------ TEXT EXCERPT
Neither should laws take away the judges discretionary powers when it comes to bail.

Remember that one is presumed innocent until proven guilty after a fair trial.

 

Perak mulls denying bail for repeat drug offenders

Bernama
 | February 2, 2017 
A proposal to deny bail has been sent to the Attorney-General's Chambers in December last year.

ravichandran 

IPOH: Perak will be the first state in the country to apply Section 41(B) of the Dangerous Drugs Act to deny bail for repeat offenders of drug addiction and traffickers if its proposal to do so is approved by the Attorney-General’s Chambers.

Perak Narcotic Criminal Investigation Department head ACP V R Ravi Chandran said a proposal to that effect was sent to the Attorney-General’s Chambers in December last year.

“The Attorney-General’s Chambers has asked us (police) to discuss implementation of the section with the Perak prosecution unit chief.

“If the proposal is accepted, we will apply the provision in the section this year,” he told a media conference at the Perak police contingent headquarters here today.

Ravi Chandran said there was a need to implement the provision in the law due to the increase of 12.2%, or 2,220 people, who were arrested for various drug-related offences last year.

They included 539 people who were arrested under Section 39B of the law which provides the mandatory death sentence upon conviction, he added.

He said 139 people were arrested under the Dangerous Drugs (Special Preventive Measures) Act 1985 where most of them were the masterminds or financiers of drug syndicates.

The number of people arrested for drug possession also increased by 13.2% last year, involving 4,622 people, from 4,083 people in 2015.

He said a total of 13,458 people were arrested for drug-related offences in the state last year, with drugs worth RM8.8 million seized and property worth RM8.4 million sealed. - FMT News, 2/2/2017

Friday, 3 February 2017

Perak seeks to deny bail to all repeat drug offenders


IPOH: Perak may become the first state to deny bail to all repeat drug offenders when they are charged in court.

State Narcotics Criminal Investigations Depart­ment chief Asst Comm R. Ravi Chandran said a provision under Section 41B of the Dangerous Drugs Act 1952 allowed the prosecution to request the court to deny bail for repeat offenders.

The department had forwarded the suggestion to the Attorney-General’s Chambers in December and was then told to put in the request to the Perak prosecution unit, which it has done.
------------
------ PROVIDED MATERIAL
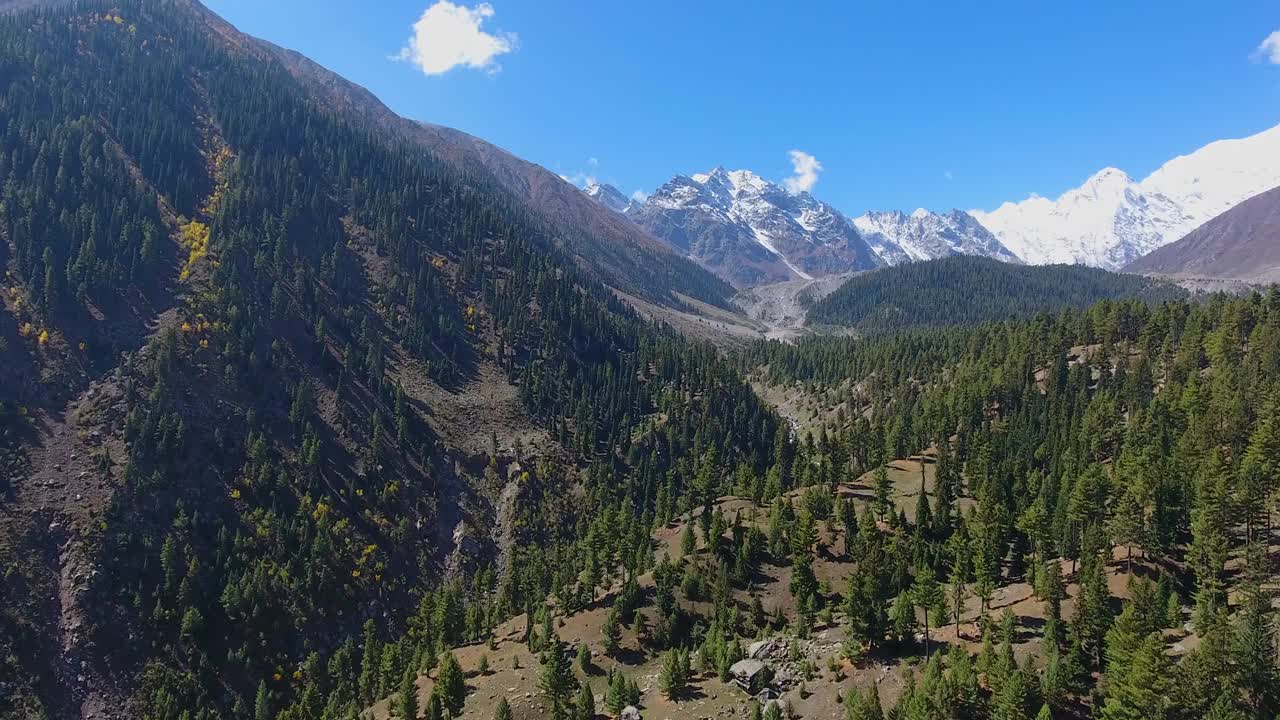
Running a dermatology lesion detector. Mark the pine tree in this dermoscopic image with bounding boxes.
------------
▶ _TASKS TO PERFORM_:
(1) According to the news text on Perak's bail proposal, how many people were arrested for drug-related offenses in the state last year?
(2) Copy the passage of the news text on Perak's bail proposal starting with "Remember that one" and going on through "the Attorney-General’s Chambers.".

▶ _COMPLETED EXERCISE_:
(1) 13,458 people.

(2)
Remember that one is presumed innocent until proven guilty after a fair trial.

 

Perak mulls denying bail for repeat drug offenders

Bernama
 | February 2, 2017 
A proposal to deny bail has been sent to the Attorney-General's Chambers in December last year.

ravichandran 

IPOH: Perak will be the first state in the country to apply Section 41(B) of the Dangerous Drugs Act to deny bail for repeat offenders of drug addiction and traffickers if its proposal to do so is approved by the Attorney-General’s Chambers.